* [Work required]
Your output should be the line that contains "obj: water surface" and all lines after it in the records, retyped exactly through the last one.

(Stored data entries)
● ● ● ● ●
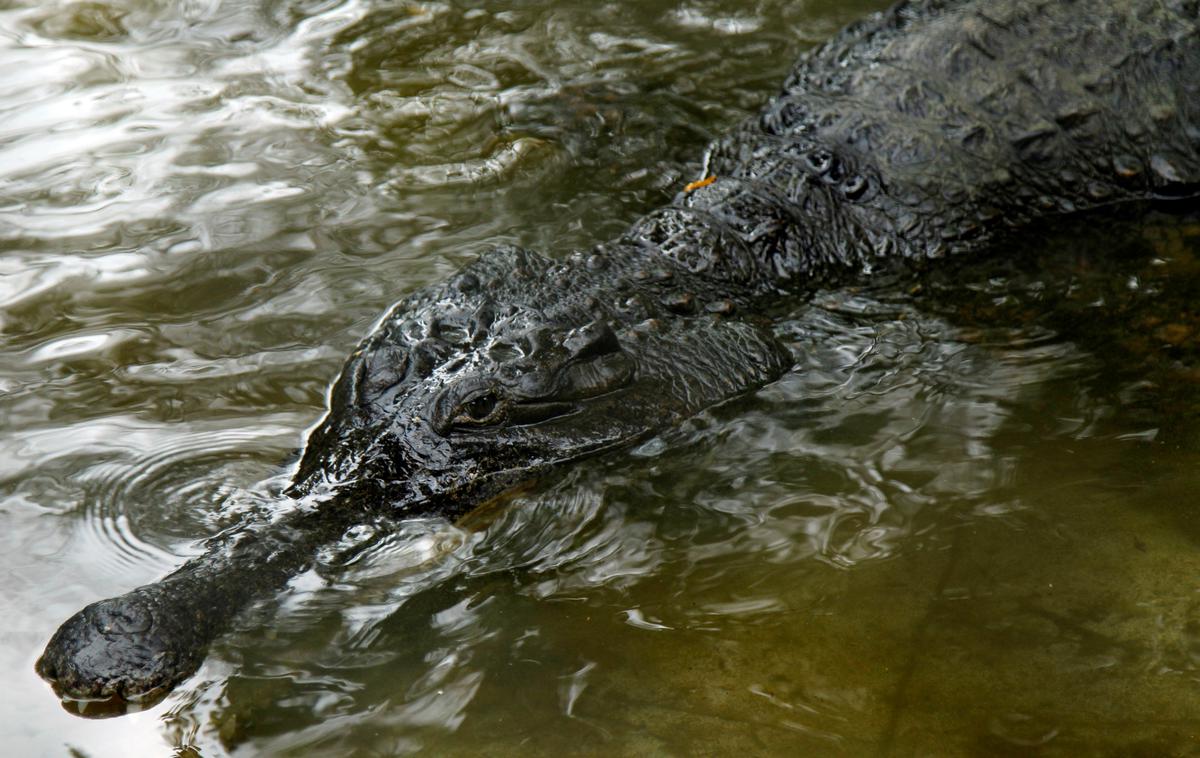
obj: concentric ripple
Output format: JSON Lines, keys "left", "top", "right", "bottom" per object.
{"left": 5, "top": 0, "right": 1200, "bottom": 755}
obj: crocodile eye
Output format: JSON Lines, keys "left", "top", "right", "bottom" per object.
{"left": 452, "top": 390, "right": 506, "bottom": 427}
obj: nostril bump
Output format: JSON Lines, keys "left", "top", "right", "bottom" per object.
{"left": 90, "top": 600, "right": 152, "bottom": 636}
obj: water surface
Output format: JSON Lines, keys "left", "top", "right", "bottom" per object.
● ● ● ● ●
* [Result]
obj: water surface
Output format: JSON Lines, keys "left", "top", "right", "bottom" per object.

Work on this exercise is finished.